● **Stated exercise**: Convert every line of the listing below into a numbered list, omitting any blank lines.

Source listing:
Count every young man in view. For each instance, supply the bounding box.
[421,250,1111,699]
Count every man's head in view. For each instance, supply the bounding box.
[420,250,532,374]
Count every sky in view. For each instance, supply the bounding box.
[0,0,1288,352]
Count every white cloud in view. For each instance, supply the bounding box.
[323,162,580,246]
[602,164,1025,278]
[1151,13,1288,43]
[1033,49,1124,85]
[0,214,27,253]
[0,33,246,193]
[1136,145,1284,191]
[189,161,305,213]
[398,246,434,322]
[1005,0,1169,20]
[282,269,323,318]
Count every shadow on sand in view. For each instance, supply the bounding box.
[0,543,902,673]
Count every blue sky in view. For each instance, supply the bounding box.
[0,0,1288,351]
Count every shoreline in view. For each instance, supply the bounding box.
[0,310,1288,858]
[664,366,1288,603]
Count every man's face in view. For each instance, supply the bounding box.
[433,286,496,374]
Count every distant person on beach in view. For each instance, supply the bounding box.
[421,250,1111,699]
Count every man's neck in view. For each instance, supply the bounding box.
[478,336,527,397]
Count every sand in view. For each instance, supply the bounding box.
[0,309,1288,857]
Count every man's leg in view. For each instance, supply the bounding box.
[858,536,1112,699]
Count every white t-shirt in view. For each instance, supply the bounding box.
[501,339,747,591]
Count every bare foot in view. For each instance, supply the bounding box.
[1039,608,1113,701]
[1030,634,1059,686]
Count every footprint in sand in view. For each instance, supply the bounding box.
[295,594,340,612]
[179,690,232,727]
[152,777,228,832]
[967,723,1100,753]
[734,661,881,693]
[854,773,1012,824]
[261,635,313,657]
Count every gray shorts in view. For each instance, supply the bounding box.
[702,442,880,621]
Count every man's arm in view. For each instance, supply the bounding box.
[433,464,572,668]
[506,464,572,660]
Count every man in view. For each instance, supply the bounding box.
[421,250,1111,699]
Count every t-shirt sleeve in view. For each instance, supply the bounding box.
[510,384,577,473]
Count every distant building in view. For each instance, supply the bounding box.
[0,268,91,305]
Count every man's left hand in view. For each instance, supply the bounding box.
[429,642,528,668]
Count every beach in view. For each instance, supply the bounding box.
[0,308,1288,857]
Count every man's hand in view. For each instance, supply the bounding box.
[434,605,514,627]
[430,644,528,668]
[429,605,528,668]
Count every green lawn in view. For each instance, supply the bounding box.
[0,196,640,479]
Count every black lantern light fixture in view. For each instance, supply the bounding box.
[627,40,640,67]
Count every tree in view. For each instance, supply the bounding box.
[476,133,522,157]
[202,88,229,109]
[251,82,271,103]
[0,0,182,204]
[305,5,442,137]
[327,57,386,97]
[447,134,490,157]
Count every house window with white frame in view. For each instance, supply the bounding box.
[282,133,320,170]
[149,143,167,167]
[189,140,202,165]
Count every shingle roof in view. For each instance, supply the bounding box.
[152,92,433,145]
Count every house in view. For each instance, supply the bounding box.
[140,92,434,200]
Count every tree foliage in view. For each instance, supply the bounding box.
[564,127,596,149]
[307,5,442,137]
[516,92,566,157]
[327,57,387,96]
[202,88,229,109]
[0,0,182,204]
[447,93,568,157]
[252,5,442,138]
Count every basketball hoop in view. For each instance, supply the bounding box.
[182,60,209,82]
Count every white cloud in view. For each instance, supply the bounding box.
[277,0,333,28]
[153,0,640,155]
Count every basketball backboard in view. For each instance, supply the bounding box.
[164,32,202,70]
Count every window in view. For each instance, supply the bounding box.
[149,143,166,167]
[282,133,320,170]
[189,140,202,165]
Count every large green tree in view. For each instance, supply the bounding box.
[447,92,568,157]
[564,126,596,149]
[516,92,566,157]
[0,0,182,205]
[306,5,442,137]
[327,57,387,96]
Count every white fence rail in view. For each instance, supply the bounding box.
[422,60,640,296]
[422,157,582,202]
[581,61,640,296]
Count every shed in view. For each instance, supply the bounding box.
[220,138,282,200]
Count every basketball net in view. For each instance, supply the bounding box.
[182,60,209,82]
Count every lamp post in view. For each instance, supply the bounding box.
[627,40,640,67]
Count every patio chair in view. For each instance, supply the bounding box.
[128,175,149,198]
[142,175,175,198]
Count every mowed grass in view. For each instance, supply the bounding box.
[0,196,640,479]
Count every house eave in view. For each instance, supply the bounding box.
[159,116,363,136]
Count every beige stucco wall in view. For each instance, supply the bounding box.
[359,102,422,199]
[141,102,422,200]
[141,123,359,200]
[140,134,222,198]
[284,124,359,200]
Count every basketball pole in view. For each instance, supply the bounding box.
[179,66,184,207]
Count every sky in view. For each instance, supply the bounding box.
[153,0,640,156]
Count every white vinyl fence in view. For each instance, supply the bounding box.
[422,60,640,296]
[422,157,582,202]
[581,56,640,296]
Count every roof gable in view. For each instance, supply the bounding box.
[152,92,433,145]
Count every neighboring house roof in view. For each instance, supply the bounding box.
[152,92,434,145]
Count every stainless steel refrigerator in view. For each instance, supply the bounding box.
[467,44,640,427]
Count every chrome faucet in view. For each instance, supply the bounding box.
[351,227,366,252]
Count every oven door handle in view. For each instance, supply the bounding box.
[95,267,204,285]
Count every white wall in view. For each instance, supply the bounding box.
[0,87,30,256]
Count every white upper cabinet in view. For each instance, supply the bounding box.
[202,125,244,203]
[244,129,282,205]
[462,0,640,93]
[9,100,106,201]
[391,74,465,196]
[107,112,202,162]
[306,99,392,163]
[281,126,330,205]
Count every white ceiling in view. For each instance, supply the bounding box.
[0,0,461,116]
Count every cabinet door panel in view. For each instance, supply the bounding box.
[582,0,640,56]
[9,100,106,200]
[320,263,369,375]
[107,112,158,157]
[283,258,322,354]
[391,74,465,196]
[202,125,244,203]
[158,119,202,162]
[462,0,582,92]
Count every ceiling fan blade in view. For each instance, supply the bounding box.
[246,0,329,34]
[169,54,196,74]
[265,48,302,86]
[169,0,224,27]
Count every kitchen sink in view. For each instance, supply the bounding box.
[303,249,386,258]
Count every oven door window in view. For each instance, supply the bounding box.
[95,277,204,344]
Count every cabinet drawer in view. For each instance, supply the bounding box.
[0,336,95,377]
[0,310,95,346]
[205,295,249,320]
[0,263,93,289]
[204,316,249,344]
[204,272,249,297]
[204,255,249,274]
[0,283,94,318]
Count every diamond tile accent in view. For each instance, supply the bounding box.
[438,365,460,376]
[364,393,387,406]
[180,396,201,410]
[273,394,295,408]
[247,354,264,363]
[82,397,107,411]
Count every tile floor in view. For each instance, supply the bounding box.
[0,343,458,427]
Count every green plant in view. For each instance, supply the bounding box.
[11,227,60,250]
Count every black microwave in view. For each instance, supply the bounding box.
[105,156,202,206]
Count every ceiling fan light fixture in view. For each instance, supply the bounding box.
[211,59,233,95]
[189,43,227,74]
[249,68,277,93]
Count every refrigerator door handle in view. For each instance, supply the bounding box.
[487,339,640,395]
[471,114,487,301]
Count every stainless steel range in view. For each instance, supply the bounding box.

● **Solution to this task**:
1. Count every young man in view. For each instance, supply the bounding box.
2. [421,250,1111,699]
3. Count every man's head in view. For each instance, supply the bounding box.
4. [420,250,532,374]
5. Count every sky in view. For each instance, supply the bounding box.
6. [0,0,1288,352]
7. Count every white cloud in view. For each instance, supply the bounding box.
8. [323,162,580,246]
9. [602,164,1025,278]
10. [1151,13,1288,43]
11. [1033,49,1124,85]
12. [0,214,27,253]
13. [0,33,246,193]
14. [1136,145,1284,191]
15. [189,161,305,213]
16. [398,246,434,322]
17. [1005,0,1169,20]
18. [282,269,323,318]
19. Count every shadow on sand in view. For each instance, supply the bounding box.
20. [0,543,902,673]
21. Count every blue sky in view. For each instance, supply the bounding box.
22. [0,0,1288,351]
23. Count every shoreline in view. For each instance, supply the bounding box.
24. [0,310,1288,858]
25. [664,366,1288,603]
26. Count every man's face in view. For each instance, supply the bounding box.
27. [433,286,496,374]
28. Count every distant person on beach in view. For each instance, supply the bounding box.
29. [421,250,1111,699]
30. Count every man's neck in view. For each instance, supply the bounding box.
31. [478,336,527,397]
32. Count every sand in view. For each instance, supply the bounding box.
33. [0,309,1288,857]
34. Count every man's leg in view. For each instance, supply the bounding box.
35. [858,536,1112,699]
36. Count every white t-shirt in view. For each instance, supply the bounding box.
37. [501,339,747,591]
38. Count every bare foot in view. For each instance, supply the bounding box.
39. [1039,608,1113,701]
40. [1030,634,1059,686]
41. Count every footprint in sand in view. For each instance, supply the bounding box.
42. [295,594,340,612]
43. [179,690,232,727]
44. [152,777,228,832]
45. [967,723,1100,753]
46. [734,661,881,693]
47. [854,773,1012,824]
48. [261,635,313,657]
49. Count every gray shorts in view. For each instance, supply the bounding box.
50. [702,442,880,621]
51. Count every man's arm in view. For each instance, supply the bounding box.
52. [433,464,572,668]
53. [506,464,572,660]
54. Count every man in view. For each instance, supply the bounding box.
55. [421,250,1111,699]
56. Count every t-shirt sleeve in view. For each instance, supply the bounding box.
57. [510,384,577,473]
58. Count every distant building in view. For each instance, supply the bounding box.
59. [0,268,91,305]
60. Count every man's left hand in view. For each instance, supply the bounding box.
61. [429,642,528,668]
62. Count every beach in view. For each instance, supply the bounding box.
63. [0,308,1288,857]
64. Count every man's hand in view. For each instance, supply the bounding box.
65. [434,605,514,627]
66. [430,644,528,668]
67. [429,605,528,668]
68. Count every green lawn in view. For each instance, supply the bounding box.
69. [0,196,640,479]
70. Count every black lantern light fixture in view. For each instance, supply the bounding box.
71. [627,40,640,67]
72. Count every tree in view. For each instance, supply the bounding box.
73. [476,133,522,157]
74. [202,88,229,109]
75. [251,82,271,103]
76. [0,0,182,204]
77. [305,5,442,137]
78. [327,57,386,97]
79. [447,134,490,157]
80. Count every house window with white frame in view. For each instance, supply the bounding box.
81. [282,133,320,170]
82. [149,143,167,167]
83. [189,140,202,165]
84. Count every shingle roof in view. For each instance, supply the bounding box.
85. [152,92,433,145]
86. Count every house in view. For each instance, supply the bounding box.
87. [140,92,434,200]
88. Count every tree foliage in view. For each instance, supply the bounding box.
89. [564,127,596,149]
90. [307,5,442,137]
91. [516,92,566,157]
92. [327,57,387,96]
93. [202,88,229,109]
94. [0,0,182,204]
95. [447,93,568,157]
96. [252,5,442,138]
97. Count every basketball hoop in view. For each instance, supply the bounding box.
98. [182,60,209,82]
99. Count every white cloud in view. For each instance, supply the bounding box.
100. [277,0,333,28]
101. [153,0,640,155]
102. Count every basketball backboard in view. For each instance, supply the bounding box.
103. [164,32,202,70]
104. Count every window in view. For each instance, supply the bounding box.
105. [149,143,166,167]
106. [282,133,320,170]
107. [189,140,202,165]
108. Count every large green tree in view. For each instance, supply the bounding box.
109. [447,92,568,157]
110. [564,126,596,149]
111. [516,92,566,157]
112. [0,0,182,205]
113. [306,5,442,137]
114. [327,57,387,96]
115. Count every white fence rail in view. For each instance, supply the bounding box.
116. [422,60,640,296]
117. [422,157,582,202]
118. [581,61,640,296]
119. Count every shed in view. For each instance, supply the bounding box.
120. [220,138,282,200]
121. Count every basketball net in view. For each instance, supply the bounding box.
122. [182,60,209,82]
123. Count every lamp post in view. For each instance, supply the bounding box.
124. [627,40,640,67]
125. Count every patio chair in view. For each instance, supply the bounding box.
126. [128,175,149,198]
127. [142,175,175,198]
128. Count every mowed grass in view. For each instance, supply the bounding box.
129. [0,196,640,479]
130. Count every house eave in view. For each instance, supply the bounding box.
131. [159,116,363,136]
132. Count every beige stucco wall in view. For each instance, supply the bounding box.
133. [359,102,422,199]
134. [141,102,422,200]
135. [141,123,359,200]
136. [140,134,222,198]
137. [284,124,359,200]
138. Count every basketball pole in view. For each instance, supply the bounding box.
139. [179,66,184,207]
140. Count every sky in view. For each instance, supply the bounding box.
141. [153,0,640,156]
142. Count every white vinyl fence in view. For each instance, supply the bounding box.
143. [422,60,640,296]
144. [422,157,582,202]
145. [581,56,640,296]
146. Count every roof gable in view. For each instance, supply the bounding box.
147. [152,92,433,145]
148. Count every neighboring house roof in view. For each instance, supply the bounding box.
149. [152,92,434,145]
150. Count every stainless steel refrigerator in view. For each instance, supply the bounding box.
151. [467,44,640,427]
152. Count every chrome faucet in view. For each instance, supply the bounding box.
153. [351,227,366,252]
154. Count every oven door handle in view. For each instance, supply the bounding box.
155. [95,267,204,285]
156. Count every white wall in view. For each instance, supply the bounding box.
157. [0,87,30,256]
158. Count every white upper cabinet in view. For each instance, supply the bounding box.
159. [202,125,244,203]
160. [244,129,282,205]
161. [462,0,640,93]
162. [9,100,106,201]
163. [391,74,465,196]
164. [107,112,202,162]
165. [306,99,392,163]
166. [281,126,330,205]
167. Count every white ceiling in view. For each instance, supply the bounding box.
168. [0,0,461,116]
169. Count every cabinet door panel in view. For each instance, supply the bounding box.
170. [582,0,640,56]
171. [9,100,106,200]
172. [320,263,369,375]
173. [107,112,158,157]
174. [283,258,322,354]
175. [391,74,465,196]
176. [202,125,244,203]
177. [158,119,202,162]
178. [462,0,582,92]
179. Count every ceiling fan blade in view. For each instance, supply the bounding box.
180. [246,0,329,34]
181. [169,54,196,74]
182. [265,48,302,86]
183. [169,0,224,27]
184. Count every kitchen sink in view. For each instance, supply the bounding box.
185. [303,249,386,258]
186. Count every oven door window in view. For each instance, supply the bounding box.
187. [95,277,204,344]
188. Count every cabinet drawer in view. For each instance, supply the bounding box.
189. [0,336,95,377]
190. [0,310,95,346]
191. [205,295,249,320]
192. [0,263,93,289]
193. [204,316,249,344]
194. [204,272,249,297]
195. [204,255,249,274]
196. [0,283,94,318]
197. Count every diamond tile accent in view. For each instance, supply the bounding box.
198. [438,365,460,376]
199. [364,393,387,406]
200. [180,396,201,410]
201. [273,394,295,408]
202. [247,354,264,363]
203. [82,397,107,411]
204. Count every tile floor in view. For each instance, supply the bounding box.
205. [0,343,458,427]
206. Count every green plant in view. For each instance, supply the bounding box.
207. [11,227,60,250]
208. Count every black microwave in view. For each instance, supply the bounding box.
209. [105,156,202,206]
210. Count every ceiling fan light fixture in view. For each instance, supply the bounding box.
211. [211,59,233,95]
212. [189,43,227,74]
213. [249,68,277,93]
214. Count every refrigerator door handle in view. For each instance, supply the bounding box.
215. [487,339,640,395]
216. [471,114,487,301]
217. Count every stainless steel range in view. For each instance, supply the bounding box.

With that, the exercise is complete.